* _EXERCISE BRIEF_
The full set of entries below needs to be written out exactly.

* _PROVIDED MATERIAL_

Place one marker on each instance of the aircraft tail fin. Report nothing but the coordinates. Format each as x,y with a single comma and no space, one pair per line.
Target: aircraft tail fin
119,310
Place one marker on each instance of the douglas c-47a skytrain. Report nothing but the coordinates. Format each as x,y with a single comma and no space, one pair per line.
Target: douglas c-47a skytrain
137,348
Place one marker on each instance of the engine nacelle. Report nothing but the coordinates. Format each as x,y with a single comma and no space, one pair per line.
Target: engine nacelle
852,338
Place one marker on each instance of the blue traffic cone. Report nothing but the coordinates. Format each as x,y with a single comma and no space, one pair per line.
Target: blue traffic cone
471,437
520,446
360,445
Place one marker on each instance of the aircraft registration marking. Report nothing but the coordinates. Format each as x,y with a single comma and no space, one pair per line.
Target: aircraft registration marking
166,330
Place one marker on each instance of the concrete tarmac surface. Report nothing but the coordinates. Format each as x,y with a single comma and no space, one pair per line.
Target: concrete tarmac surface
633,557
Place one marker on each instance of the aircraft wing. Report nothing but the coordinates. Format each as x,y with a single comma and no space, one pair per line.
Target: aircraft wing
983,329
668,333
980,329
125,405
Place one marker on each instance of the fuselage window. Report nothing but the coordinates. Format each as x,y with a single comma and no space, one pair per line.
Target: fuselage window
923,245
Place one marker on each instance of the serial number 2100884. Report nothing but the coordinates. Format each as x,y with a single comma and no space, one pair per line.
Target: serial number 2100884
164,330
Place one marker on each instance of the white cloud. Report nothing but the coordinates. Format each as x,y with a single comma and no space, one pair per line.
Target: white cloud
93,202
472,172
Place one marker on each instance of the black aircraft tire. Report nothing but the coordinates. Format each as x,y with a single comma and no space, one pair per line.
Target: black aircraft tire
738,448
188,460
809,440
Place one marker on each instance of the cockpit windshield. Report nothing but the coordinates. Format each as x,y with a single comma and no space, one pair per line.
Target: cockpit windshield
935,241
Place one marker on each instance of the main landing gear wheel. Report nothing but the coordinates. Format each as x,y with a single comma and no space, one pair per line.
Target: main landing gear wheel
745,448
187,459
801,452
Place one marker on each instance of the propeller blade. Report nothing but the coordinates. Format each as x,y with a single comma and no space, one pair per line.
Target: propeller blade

* _RESPONSE BOX_
Place one marker on each instance of the aircraft tail fin. Report nothing but the coordinates. Format each as x,y with a single comma and no space, one pair per line.
Target: aircraft tail fin
119,310
Place one marker on each instance of the douglas c-47a skytrain. Report nothing but the coordinates. Format each as x,y with a single comma and no space, one pair per line.
Target: douglas c-47a skytrain
137,348
Place one marker on each instance of the engine nacelle. Report nothing but the coordinates. Format each as x,y with a single comma and no space, one pair per line.
Target: engine nacelle
852,338
Place one marker on each instance of the blue traffic cone. Report nothing but the coordinates. Format each as x,y with a single comma and no space, one pair per line.
Target: blue traffic cone
471,437
520,446
360,445
Place one marker on each instance of the aircraft registration marking. Report nothing but the coordinates. Format each as x,y with a single comma and no space, one pair per line.
Target: aircraft registration marking
166,330
Place one marker on each instance of the concrete tarmac surface. Report nothing but the coordinates. Format each as x,y with a single comma and no space, one pair per line.
Target: concrete tarmac surface
633,557
Place one marker on each instance of the aircraft wing. Report nothing but the coordinates. Format each as x,y with a single comma and no space, one pair per line.
Target: aircraft wing
983,329
668,333
980,329
125,405
Place one marker on each instance of the fuselage window. Report nothing but the coordinates. Format each as x,y with a single comma and no space, one pair per line.
Target: fuselage window
923,245
Place one marker on each instance of the serial number 2100884. Report nothing but the coordinates. Format each as x,y with a single comma and no space, one pair per line.
Target: serial number 2100884
164,330
Place one marker on each instance of the white cloud. Report nothing but the coordinates. Format each as x,y with a single comma and no space, one pair per line.
Target: white cloud
93,202
472,172
Place one marker on each instance of the black aircraft tire. Report nothing but the coordinates. Format each as x,y with a single comma and no space, one pair per line.
Target: black aircraft tire
738,448
188,460
809,440
Place one marker on each instance of the cockpit windshield. Report nothing but the coordinates. Format each as x,y with a single comma and no space, one pair per line.
Target: cockpit windshield
935,241
Place one marker on each instance of the main landing gear wheel. Report nothing but the coordinates. Format each as x,y with a single comma and no space, one pair per line.
Target: main landing gear wheel
745,448
187,459
801,452
Place one marker on each instance of the propeller blade. Report nothing but the coordinates. Format each as x,y with a single comma and no space, one pair per line.
Target: propeller blade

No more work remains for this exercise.